**What is being asked**
Extract each line from the rows below that contains the string "blue", matching case exactly.

[start Entries provided]

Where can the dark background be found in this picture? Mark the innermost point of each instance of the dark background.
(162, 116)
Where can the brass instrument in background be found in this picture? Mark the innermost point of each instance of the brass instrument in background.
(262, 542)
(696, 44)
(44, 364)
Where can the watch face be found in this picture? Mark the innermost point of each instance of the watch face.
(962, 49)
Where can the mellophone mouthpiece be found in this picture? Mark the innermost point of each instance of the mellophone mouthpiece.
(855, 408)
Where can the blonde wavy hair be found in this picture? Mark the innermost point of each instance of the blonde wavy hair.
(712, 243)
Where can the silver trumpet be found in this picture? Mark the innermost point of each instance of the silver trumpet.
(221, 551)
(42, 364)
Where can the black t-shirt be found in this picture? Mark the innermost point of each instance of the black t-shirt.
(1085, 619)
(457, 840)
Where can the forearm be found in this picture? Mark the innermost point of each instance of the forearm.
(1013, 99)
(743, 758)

[end Entries provided]
[start Entries provided]

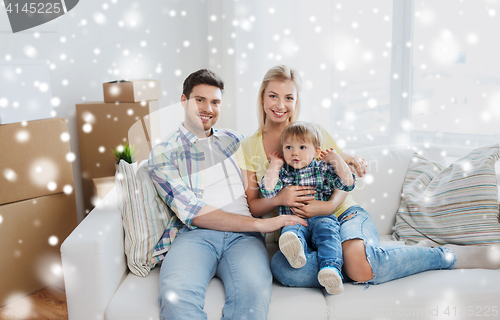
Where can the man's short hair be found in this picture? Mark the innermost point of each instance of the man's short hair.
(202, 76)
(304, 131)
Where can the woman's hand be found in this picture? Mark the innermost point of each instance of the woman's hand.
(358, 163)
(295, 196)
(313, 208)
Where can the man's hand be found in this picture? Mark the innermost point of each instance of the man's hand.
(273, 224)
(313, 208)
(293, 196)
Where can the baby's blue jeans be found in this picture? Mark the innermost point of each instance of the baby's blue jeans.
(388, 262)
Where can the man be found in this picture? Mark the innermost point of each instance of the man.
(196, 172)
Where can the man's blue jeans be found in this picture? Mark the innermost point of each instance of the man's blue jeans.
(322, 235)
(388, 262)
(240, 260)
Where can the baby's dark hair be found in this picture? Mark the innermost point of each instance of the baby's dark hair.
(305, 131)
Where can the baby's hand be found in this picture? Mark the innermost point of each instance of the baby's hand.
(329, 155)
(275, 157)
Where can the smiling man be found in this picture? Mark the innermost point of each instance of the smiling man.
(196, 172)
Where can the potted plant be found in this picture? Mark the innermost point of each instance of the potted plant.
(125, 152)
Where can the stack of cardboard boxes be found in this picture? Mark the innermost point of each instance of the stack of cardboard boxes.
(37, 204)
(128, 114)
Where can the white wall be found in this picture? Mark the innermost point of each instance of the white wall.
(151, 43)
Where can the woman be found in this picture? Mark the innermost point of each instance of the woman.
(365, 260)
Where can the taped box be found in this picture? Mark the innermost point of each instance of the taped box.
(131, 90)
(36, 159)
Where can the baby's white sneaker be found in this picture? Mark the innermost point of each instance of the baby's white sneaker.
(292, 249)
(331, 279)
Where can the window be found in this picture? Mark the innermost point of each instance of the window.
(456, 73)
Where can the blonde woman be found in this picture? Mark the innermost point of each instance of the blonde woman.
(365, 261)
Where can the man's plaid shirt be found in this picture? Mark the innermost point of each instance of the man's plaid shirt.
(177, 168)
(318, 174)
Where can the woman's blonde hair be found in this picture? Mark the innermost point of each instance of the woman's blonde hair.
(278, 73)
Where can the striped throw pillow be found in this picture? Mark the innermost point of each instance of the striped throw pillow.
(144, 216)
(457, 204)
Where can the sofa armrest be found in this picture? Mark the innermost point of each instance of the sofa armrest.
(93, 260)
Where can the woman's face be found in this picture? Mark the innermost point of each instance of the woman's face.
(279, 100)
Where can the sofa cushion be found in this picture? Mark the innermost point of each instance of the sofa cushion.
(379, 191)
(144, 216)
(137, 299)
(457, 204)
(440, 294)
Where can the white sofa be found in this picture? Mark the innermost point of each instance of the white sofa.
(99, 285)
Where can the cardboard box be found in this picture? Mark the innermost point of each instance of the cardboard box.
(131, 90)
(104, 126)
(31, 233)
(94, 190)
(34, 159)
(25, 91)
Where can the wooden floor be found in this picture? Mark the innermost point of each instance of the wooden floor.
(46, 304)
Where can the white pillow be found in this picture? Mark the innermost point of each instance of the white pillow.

[end Entries provided]
[start Entries provided]

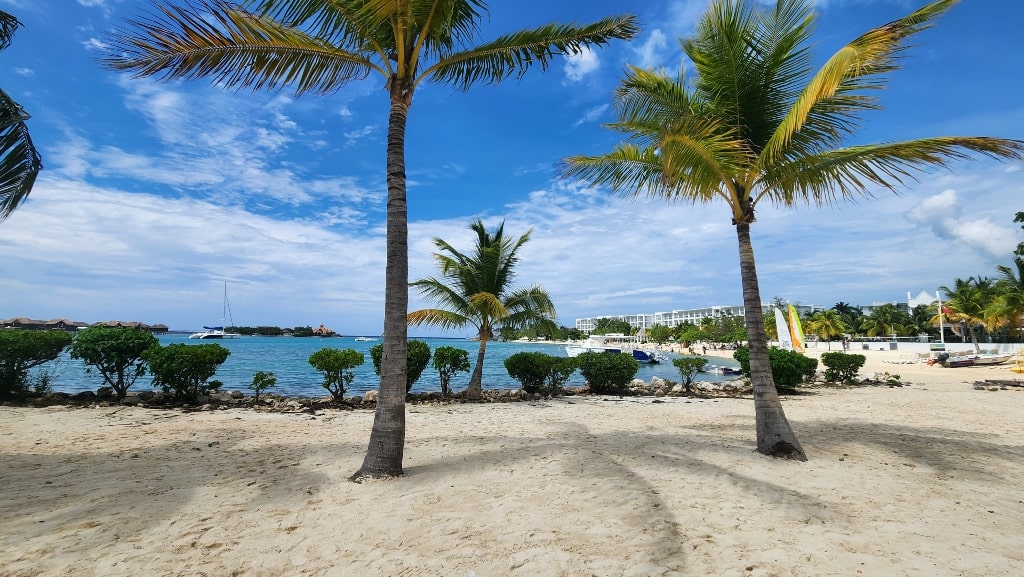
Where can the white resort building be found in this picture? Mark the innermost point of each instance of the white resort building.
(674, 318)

[end Entries provided]

**Solution**
Where can the baby's blue jeans be found in this picture? Mark the innermost point of each instance of the baby's blue jeans.
Where can the man's blue jeans be found in this picture? Mark the innermost point of each instance of the man's blue jeans.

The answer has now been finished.